→ **WRITTEN TASK**
Everything from the line containing "the tall dry" through the last line of the records must be returned verbatim, and nothing outside that range.
====
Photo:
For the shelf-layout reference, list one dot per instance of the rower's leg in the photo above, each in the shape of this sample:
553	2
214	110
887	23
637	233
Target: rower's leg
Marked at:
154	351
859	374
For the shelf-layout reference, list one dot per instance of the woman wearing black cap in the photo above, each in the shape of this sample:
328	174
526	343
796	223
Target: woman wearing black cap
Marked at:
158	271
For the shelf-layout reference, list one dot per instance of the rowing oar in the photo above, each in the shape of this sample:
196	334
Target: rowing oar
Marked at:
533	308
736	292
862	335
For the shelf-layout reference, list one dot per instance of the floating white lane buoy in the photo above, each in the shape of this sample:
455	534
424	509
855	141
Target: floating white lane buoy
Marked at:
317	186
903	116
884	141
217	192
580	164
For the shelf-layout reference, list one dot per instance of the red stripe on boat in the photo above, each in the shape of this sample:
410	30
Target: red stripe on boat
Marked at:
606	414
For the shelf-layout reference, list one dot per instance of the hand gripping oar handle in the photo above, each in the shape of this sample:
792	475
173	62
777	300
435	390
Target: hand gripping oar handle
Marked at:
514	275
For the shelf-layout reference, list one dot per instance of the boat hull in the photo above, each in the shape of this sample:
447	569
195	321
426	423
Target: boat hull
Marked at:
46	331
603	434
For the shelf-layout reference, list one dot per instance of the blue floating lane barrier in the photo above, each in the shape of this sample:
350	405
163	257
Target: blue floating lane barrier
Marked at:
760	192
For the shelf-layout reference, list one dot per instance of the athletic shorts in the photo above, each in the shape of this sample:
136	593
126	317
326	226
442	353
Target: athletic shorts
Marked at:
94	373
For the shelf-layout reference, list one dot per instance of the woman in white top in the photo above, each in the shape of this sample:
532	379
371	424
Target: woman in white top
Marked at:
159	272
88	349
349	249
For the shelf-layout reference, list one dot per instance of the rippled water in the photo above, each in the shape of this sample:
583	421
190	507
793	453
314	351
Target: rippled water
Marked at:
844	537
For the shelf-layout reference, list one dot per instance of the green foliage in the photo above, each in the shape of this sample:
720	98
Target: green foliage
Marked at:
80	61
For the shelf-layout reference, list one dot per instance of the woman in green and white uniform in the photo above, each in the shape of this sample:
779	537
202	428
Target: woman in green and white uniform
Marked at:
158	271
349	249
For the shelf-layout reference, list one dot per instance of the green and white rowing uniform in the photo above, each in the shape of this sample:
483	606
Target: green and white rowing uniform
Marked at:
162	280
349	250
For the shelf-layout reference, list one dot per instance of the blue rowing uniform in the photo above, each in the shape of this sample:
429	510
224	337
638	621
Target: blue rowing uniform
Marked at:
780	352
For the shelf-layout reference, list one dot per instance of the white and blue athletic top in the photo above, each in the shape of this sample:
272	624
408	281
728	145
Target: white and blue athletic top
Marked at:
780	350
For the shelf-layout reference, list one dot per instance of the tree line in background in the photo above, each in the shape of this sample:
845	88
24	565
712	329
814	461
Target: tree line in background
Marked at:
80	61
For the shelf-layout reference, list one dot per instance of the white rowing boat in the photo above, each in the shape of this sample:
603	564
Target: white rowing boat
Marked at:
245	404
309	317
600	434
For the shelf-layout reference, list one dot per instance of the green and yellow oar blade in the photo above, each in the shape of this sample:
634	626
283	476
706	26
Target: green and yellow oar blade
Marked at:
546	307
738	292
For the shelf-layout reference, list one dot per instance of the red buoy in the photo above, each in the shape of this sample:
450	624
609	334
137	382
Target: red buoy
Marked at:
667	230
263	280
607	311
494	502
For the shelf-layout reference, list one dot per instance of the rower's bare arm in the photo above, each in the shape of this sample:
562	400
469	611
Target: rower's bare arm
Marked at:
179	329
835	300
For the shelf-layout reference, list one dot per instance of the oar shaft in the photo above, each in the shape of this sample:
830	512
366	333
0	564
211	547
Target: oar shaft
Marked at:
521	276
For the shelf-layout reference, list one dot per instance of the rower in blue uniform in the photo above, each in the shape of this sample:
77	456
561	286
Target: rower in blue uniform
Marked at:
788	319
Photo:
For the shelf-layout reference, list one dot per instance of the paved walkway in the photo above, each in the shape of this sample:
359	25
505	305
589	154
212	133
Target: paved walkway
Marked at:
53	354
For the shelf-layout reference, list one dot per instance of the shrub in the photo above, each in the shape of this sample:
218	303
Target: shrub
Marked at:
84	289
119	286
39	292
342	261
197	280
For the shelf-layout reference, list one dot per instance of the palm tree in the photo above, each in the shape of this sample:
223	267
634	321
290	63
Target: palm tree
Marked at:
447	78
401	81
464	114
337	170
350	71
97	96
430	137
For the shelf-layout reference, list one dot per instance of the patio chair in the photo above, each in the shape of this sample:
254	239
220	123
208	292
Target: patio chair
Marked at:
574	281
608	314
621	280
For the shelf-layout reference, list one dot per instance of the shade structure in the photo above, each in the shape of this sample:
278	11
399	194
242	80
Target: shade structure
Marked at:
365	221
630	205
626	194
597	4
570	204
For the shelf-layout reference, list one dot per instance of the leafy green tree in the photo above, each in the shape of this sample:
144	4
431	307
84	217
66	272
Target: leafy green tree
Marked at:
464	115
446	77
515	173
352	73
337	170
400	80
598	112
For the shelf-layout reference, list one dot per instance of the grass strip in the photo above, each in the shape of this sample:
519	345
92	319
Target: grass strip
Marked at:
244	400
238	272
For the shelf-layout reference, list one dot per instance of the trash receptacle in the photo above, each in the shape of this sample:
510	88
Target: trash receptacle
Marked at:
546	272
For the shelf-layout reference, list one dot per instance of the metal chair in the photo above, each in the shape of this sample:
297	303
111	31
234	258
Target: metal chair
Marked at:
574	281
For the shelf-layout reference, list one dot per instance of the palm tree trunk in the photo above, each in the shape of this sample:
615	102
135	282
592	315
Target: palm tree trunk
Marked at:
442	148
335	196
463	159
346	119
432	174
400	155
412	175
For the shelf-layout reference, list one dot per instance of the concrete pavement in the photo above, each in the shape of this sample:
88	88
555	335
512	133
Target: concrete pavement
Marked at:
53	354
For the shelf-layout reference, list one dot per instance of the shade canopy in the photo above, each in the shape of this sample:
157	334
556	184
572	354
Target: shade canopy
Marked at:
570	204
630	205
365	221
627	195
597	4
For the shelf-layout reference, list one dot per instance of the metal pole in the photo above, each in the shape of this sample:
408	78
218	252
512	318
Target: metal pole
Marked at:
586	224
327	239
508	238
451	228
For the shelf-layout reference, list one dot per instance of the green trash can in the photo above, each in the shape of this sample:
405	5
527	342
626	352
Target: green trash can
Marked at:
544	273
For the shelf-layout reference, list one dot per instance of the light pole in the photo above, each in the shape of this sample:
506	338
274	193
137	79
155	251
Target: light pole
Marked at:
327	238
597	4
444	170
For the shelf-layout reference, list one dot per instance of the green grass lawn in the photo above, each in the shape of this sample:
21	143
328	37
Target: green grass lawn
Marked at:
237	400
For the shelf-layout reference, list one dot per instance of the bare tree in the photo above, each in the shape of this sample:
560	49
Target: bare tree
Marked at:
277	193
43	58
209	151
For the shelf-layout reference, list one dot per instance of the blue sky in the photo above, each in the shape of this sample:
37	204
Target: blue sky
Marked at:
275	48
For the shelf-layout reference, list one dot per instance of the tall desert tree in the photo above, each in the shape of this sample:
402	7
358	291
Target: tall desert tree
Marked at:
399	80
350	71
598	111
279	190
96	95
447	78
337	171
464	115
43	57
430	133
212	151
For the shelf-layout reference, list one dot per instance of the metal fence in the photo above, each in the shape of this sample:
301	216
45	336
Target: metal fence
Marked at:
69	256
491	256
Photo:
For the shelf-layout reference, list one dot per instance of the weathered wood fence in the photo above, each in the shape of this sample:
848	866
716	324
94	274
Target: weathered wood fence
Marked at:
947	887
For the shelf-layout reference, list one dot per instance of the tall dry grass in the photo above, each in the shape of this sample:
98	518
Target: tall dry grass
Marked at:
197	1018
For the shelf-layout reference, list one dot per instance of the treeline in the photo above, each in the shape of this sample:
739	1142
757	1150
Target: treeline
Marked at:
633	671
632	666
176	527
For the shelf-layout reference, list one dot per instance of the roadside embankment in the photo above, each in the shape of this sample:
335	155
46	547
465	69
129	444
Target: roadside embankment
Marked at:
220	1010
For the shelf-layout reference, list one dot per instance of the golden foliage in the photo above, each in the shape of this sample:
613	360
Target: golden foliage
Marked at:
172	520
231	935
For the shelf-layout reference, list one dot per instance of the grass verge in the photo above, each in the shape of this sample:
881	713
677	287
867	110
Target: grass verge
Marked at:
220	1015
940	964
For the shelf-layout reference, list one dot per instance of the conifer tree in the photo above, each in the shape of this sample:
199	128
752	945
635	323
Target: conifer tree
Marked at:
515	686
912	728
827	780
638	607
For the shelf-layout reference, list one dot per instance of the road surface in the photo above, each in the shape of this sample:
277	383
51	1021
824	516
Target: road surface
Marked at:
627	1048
====
→ **RESULT OF THE TASK**
For the shelf-layout reference, list one dot per instance of the tall dry grass in the photo above, each in the shape of this sample:
98	518
Target: tall dry grass
Marked at:
197	1018
For the shelf-layout reference, list one dot per instance of the treeline in the photo above, each in the shape of this sample:
739	1142
757	1150
Target: treeline
Marked at:
633	671
632	666
176	527
For the shelf-layout reference, list one dot per instance of the roadside embankment in the photo above, each in the shape of this sample:
335	155
46	547
465	69
129	444
Target: roadside embankment
Marked at:
220	1010
For the shelf-layout reference, list one dot per instance of the golden foliage in the photo above, each in the shape of this sample:
613	360
Target: golden foliage
Marked at:
172	520
231	935
For the shelf-layout reference, list one dot per instance of the grass verge in the photo above, each in the shape of this sample:
881	713
677	287
867	110
Target: grass verge
Marked at:
220	1015
940	964
For the shelf-layout reference, list one dot per instance of the conifer tree in the photo above, each in the shape of this sample:
199	128
752	945
635	323
Target: conifer tree
Marked at:
515	686
912	728
827	780
638	607
For the shelf-layout reference, list one dot per instance of the road surface in the photo above, each in the shape of this sample:
277	383
51	1021
824	516
Target: road surface
Marked at:
627	1048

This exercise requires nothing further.